===== Dataset =====

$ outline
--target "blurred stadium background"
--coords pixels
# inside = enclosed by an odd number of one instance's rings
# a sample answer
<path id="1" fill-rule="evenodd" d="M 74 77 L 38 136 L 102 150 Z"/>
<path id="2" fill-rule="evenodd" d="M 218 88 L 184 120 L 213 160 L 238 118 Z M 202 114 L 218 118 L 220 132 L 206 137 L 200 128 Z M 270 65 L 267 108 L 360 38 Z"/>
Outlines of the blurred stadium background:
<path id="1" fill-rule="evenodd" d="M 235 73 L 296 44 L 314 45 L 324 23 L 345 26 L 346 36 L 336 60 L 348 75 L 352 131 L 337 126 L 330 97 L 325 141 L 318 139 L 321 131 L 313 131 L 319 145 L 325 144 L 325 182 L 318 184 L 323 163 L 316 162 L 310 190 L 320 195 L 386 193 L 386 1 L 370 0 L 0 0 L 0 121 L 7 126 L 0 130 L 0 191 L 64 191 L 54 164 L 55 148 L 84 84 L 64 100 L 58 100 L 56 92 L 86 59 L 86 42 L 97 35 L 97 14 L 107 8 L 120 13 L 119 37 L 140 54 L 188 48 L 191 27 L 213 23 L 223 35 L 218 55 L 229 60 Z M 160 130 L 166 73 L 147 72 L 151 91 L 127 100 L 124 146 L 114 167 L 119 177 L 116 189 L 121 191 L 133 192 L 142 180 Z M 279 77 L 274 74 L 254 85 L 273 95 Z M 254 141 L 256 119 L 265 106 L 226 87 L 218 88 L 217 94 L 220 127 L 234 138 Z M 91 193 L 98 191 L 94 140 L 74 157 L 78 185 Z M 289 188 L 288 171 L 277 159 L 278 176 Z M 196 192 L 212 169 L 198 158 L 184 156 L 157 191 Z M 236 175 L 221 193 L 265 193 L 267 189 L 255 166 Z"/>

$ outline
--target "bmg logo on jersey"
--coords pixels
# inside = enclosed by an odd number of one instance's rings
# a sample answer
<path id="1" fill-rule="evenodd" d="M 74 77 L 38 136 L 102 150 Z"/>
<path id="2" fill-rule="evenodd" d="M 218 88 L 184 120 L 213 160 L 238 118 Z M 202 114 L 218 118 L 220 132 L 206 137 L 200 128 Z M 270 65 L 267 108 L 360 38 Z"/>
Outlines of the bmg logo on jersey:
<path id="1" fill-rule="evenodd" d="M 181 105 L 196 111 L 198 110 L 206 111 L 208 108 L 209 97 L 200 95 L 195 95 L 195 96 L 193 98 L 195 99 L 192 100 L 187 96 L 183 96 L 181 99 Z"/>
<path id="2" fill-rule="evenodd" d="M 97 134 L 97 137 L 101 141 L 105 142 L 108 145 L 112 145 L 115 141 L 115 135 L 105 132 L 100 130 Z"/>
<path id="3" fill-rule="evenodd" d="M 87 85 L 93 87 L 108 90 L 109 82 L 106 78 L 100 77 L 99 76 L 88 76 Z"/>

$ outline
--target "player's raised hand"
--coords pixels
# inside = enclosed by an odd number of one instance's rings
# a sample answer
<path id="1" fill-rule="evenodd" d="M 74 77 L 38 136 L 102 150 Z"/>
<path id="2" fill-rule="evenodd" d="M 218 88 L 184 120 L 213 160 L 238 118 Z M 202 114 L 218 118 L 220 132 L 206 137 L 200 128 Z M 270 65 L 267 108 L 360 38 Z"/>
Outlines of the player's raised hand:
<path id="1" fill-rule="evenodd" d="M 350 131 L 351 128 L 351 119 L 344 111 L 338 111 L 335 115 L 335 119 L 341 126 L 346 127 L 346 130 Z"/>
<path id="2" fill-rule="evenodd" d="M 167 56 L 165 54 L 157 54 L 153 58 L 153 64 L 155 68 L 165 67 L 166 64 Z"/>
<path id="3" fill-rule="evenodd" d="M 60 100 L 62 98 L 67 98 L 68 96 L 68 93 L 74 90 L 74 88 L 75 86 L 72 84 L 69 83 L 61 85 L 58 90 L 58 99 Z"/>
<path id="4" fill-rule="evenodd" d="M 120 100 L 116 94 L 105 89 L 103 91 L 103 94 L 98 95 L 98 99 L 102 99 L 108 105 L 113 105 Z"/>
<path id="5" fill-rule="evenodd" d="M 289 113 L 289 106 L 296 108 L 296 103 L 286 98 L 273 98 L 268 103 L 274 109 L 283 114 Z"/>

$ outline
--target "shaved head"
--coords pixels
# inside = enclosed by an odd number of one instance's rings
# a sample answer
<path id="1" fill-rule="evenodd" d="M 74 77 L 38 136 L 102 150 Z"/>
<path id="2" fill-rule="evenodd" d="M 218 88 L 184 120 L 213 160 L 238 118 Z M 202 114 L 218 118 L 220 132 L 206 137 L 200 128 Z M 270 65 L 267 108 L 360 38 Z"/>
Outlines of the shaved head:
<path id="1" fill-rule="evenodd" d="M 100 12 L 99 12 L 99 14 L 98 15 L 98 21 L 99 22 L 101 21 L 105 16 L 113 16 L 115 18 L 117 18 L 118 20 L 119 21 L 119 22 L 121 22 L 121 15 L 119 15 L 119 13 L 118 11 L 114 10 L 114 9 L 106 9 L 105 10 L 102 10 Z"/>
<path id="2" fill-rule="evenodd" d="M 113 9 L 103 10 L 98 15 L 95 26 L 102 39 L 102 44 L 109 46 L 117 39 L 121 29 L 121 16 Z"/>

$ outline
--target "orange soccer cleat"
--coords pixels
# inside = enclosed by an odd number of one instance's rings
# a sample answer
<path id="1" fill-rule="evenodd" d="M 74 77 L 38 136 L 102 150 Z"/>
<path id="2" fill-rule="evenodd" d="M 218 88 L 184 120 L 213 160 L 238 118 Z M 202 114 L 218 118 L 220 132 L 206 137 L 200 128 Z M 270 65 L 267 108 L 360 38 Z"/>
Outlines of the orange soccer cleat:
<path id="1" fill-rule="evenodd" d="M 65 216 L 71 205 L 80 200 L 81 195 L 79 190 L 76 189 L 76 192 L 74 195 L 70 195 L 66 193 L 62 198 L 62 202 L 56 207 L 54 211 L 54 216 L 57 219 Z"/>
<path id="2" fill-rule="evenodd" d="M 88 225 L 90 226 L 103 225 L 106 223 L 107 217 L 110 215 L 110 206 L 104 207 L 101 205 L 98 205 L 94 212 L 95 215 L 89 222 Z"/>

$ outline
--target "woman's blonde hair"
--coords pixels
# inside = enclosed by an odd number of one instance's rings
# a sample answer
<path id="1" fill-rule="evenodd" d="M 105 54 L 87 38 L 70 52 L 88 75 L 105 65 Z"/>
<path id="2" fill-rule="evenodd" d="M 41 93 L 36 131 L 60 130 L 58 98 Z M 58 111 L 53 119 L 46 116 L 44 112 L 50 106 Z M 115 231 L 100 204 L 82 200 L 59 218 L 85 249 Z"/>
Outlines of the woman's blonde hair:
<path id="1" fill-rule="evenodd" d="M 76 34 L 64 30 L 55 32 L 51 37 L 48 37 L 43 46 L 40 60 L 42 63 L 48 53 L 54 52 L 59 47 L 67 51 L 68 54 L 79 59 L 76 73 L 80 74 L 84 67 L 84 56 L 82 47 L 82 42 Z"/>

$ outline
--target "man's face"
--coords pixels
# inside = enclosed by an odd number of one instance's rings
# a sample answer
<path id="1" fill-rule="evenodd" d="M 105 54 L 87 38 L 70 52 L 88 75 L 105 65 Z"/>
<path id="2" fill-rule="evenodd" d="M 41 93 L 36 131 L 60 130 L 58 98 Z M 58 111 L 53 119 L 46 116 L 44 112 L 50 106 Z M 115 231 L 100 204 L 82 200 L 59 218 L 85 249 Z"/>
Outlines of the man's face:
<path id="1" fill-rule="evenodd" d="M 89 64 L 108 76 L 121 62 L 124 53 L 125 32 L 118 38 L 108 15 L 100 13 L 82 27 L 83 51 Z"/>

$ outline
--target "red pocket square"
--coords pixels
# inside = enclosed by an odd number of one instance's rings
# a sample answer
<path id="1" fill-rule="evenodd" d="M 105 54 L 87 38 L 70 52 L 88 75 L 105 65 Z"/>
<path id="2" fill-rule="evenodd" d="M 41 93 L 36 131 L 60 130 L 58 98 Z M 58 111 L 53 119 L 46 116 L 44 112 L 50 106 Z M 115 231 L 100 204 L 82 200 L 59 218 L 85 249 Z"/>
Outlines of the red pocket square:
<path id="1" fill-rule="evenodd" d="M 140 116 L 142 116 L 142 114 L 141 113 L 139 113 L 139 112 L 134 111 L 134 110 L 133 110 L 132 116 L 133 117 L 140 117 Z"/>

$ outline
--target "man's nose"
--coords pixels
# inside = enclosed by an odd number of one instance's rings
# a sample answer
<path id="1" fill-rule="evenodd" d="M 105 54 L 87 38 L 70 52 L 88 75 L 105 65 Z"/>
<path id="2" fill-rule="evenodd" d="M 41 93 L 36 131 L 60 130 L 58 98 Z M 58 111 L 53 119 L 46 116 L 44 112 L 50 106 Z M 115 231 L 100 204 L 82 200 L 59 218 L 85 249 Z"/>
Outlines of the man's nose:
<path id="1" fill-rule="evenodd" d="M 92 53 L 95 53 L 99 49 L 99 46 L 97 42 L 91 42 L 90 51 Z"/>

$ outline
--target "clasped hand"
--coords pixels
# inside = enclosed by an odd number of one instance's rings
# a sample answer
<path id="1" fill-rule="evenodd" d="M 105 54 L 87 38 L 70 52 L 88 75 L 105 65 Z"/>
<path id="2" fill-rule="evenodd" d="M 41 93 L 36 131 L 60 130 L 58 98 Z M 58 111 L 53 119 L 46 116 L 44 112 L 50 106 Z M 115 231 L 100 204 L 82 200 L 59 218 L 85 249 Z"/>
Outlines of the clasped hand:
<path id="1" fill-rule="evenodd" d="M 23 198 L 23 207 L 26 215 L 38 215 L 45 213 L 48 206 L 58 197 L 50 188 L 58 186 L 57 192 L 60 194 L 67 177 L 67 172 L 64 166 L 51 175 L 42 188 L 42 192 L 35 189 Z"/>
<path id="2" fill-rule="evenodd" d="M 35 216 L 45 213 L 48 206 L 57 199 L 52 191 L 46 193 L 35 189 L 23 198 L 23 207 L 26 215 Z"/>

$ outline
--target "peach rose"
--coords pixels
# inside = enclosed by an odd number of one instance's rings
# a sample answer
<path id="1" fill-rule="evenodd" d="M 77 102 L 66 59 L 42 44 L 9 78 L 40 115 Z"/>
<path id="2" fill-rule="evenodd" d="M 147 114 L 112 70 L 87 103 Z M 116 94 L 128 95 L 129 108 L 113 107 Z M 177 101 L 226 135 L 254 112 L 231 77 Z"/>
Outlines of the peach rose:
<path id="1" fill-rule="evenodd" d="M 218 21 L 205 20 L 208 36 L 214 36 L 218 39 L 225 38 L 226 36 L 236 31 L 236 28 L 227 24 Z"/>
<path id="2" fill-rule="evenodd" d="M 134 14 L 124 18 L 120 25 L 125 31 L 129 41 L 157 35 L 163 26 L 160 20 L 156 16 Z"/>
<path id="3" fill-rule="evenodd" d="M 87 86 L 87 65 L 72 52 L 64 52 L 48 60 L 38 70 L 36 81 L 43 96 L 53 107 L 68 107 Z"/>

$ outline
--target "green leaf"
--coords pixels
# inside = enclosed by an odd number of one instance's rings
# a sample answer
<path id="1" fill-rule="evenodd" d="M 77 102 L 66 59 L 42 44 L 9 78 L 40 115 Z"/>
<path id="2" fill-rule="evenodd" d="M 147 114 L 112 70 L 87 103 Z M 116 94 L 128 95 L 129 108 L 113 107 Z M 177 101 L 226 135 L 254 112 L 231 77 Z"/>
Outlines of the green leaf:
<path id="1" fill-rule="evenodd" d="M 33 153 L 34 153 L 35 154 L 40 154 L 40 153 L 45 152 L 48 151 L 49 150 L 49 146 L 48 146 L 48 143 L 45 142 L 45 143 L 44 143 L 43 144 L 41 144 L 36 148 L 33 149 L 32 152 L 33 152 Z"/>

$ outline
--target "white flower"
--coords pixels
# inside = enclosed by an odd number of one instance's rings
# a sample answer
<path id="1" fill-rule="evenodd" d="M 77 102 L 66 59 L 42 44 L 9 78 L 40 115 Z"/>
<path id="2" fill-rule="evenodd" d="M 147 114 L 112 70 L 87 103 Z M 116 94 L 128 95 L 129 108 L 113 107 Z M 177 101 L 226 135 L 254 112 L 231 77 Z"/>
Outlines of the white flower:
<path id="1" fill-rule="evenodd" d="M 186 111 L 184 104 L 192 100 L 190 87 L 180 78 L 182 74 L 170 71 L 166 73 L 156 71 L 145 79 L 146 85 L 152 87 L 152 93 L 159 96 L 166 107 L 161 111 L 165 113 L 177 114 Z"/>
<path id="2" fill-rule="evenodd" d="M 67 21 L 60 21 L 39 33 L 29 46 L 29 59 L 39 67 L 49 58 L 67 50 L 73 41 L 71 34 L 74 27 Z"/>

=====

** To be done **
How many lines in the rows above contain the word "jersey"? Treat uppercase and lowercase as different, and reply with the number alone.

** Problem solution **
2